TASK PROMPT
Can you show every line of the records below that contains the word "green", copying each such line in full?

RECORDS FOR THE TASK
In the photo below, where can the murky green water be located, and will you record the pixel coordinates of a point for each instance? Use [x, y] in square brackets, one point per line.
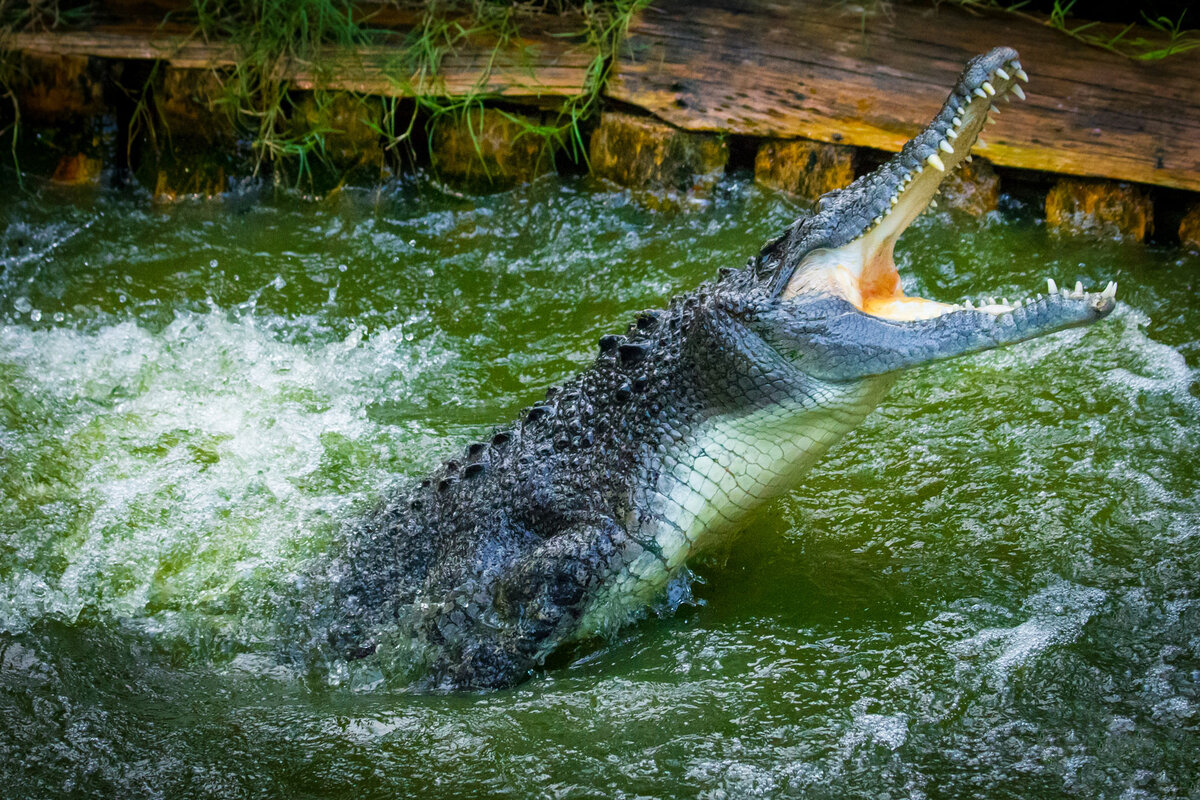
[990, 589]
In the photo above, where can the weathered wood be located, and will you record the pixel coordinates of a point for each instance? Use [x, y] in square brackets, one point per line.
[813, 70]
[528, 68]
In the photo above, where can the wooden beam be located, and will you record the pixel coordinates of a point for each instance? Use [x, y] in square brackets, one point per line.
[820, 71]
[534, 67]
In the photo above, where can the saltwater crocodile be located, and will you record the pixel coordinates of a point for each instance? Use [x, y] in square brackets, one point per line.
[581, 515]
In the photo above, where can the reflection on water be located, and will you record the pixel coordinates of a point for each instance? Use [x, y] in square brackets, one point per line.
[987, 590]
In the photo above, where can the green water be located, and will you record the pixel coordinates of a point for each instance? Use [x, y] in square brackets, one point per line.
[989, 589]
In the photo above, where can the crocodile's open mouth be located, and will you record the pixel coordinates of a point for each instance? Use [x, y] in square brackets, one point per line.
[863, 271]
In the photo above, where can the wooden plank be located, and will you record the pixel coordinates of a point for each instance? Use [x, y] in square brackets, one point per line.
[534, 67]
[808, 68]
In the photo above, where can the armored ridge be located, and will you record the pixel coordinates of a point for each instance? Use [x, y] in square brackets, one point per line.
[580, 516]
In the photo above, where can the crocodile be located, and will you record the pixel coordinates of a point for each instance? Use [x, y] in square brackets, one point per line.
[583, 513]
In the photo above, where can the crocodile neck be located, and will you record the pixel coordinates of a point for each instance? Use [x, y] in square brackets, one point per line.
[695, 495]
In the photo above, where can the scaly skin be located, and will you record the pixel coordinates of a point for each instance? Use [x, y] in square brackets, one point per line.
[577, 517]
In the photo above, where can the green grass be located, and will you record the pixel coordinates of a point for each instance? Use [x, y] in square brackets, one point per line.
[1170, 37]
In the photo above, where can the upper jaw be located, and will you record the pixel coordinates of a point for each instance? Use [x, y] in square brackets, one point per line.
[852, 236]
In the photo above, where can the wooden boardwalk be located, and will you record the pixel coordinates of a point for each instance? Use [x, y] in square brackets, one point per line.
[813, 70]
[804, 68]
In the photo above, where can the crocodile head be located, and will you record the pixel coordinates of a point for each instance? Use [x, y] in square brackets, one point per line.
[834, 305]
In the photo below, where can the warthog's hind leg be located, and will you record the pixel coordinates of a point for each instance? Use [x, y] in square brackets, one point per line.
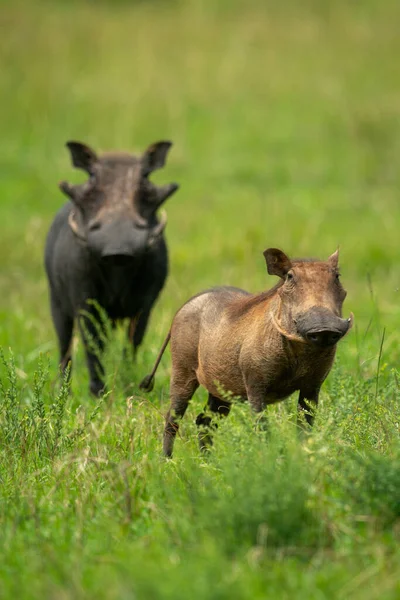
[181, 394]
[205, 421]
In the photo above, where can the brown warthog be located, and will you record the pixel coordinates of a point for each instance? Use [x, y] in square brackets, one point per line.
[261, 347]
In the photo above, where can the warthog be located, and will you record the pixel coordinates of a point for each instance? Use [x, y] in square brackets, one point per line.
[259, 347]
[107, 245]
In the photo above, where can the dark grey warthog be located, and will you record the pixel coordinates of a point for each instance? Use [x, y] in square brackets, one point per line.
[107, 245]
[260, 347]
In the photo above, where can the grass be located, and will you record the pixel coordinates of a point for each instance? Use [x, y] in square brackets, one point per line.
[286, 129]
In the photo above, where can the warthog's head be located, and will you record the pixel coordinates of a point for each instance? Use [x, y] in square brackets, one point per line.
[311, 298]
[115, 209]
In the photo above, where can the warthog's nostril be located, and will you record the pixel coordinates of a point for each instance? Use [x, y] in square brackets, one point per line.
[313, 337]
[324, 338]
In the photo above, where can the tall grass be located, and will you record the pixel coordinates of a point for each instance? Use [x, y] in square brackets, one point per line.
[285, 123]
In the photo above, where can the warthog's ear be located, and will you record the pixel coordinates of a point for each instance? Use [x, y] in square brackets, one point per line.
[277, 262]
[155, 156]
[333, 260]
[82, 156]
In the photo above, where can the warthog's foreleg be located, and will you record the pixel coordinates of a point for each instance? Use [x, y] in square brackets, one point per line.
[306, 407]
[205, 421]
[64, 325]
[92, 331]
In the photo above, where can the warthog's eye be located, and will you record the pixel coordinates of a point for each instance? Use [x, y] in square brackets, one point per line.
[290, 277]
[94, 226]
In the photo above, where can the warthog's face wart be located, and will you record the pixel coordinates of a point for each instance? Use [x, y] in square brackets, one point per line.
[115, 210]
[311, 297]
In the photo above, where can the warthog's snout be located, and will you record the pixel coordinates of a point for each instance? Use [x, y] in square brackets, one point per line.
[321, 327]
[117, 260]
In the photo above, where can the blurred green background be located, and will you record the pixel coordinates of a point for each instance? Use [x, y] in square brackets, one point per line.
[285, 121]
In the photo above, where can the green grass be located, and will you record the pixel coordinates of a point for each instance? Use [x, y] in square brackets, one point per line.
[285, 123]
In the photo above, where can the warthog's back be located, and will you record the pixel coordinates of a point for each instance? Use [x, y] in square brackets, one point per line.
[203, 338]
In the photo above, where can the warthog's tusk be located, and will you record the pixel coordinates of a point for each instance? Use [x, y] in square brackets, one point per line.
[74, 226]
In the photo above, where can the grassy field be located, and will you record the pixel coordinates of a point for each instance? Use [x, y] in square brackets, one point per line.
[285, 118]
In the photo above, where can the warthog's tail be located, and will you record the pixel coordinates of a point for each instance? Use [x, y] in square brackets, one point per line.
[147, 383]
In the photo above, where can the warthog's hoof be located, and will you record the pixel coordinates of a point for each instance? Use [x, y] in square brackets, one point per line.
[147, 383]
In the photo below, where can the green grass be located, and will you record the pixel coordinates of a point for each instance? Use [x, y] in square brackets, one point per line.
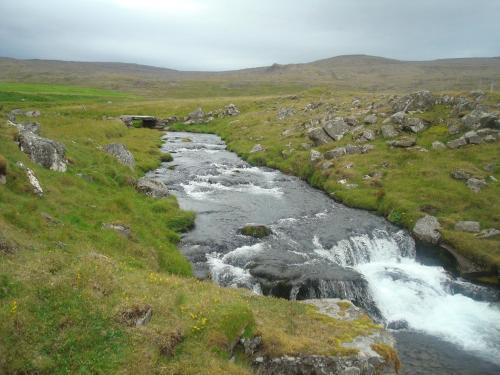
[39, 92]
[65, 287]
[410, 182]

==

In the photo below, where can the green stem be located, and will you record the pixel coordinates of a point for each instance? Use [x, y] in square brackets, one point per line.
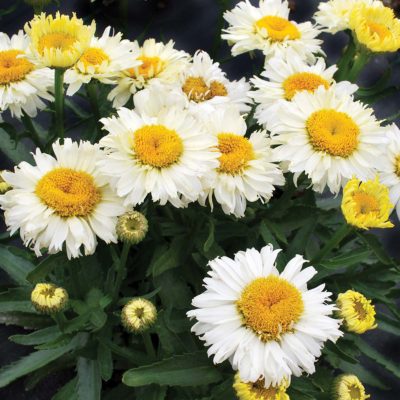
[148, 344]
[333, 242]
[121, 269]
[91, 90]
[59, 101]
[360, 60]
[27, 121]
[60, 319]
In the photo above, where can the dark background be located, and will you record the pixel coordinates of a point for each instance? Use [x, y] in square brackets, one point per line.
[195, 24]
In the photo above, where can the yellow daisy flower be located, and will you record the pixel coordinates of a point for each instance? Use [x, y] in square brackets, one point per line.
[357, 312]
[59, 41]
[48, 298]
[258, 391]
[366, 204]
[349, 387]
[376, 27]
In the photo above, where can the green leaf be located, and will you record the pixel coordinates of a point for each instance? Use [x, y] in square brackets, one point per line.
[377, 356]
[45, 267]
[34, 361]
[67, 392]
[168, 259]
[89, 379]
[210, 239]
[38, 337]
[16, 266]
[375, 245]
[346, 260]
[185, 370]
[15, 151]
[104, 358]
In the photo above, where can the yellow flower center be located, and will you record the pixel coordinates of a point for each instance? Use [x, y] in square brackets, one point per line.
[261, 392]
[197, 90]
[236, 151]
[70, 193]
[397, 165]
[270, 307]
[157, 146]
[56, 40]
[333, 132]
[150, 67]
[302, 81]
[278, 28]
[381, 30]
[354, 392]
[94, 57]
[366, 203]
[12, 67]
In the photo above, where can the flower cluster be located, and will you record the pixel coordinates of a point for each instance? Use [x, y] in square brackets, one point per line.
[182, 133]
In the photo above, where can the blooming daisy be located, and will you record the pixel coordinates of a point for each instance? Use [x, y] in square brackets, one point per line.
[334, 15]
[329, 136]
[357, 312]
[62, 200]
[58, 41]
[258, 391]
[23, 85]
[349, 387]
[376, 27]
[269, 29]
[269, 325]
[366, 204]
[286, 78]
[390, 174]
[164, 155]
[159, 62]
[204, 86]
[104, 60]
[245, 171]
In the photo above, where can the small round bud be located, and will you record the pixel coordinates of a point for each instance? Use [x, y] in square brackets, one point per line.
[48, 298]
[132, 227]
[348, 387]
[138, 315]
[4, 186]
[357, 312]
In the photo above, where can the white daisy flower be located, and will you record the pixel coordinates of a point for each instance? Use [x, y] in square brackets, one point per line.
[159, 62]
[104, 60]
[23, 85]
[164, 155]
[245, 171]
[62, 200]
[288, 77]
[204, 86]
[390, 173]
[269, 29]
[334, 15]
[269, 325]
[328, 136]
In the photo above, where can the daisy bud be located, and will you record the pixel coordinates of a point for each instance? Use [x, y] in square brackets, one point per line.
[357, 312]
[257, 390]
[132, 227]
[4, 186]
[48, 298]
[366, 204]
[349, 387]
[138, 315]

==

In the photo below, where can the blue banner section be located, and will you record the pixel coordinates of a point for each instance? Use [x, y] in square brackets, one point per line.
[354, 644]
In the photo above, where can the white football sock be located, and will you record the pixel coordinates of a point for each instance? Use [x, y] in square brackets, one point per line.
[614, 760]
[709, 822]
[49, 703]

WRITTEN SOLUTION
In the photo below, where can the murky green water be located, and will you record the pixel coordinates of a point for each instance? Use [x, y] in square brackets, one point per line.
In the photo above, where can the green water be located, and will you record the pixel coordinates of a point for each instance? Use [x, y] in square brackets, one point per line.
In the photo above, where can the green grass be located, and will you record the pixel coordinates of a point for each instance? Use [x, y] in square brackets, one point per line.
In the photo above, where can the blurred green background be located, and will you record the pixel coordinates of a point for each instance? Use [x, y] in square brackets, one point per line.
In the photo above, where can the green grass be located, and will you record the pixel coordinates of a point for each instance? Use [x, y] in square brackets, one point per line.
In the photo below, where can the green grass be located, and will you record the pixel coordinates of a point for each instance? Use [x, y] in square brackets, one point per line.
In the photo below, where can the green stem be located, and will you record the pixel coordinates of a point for each instance? Use [x, y] in square brackets, one point per line.
In the photo above, where can the green leaf be located, and will you record the pixel coordinates of a point for each instance? Use [x, y] in square brackets, one point per line.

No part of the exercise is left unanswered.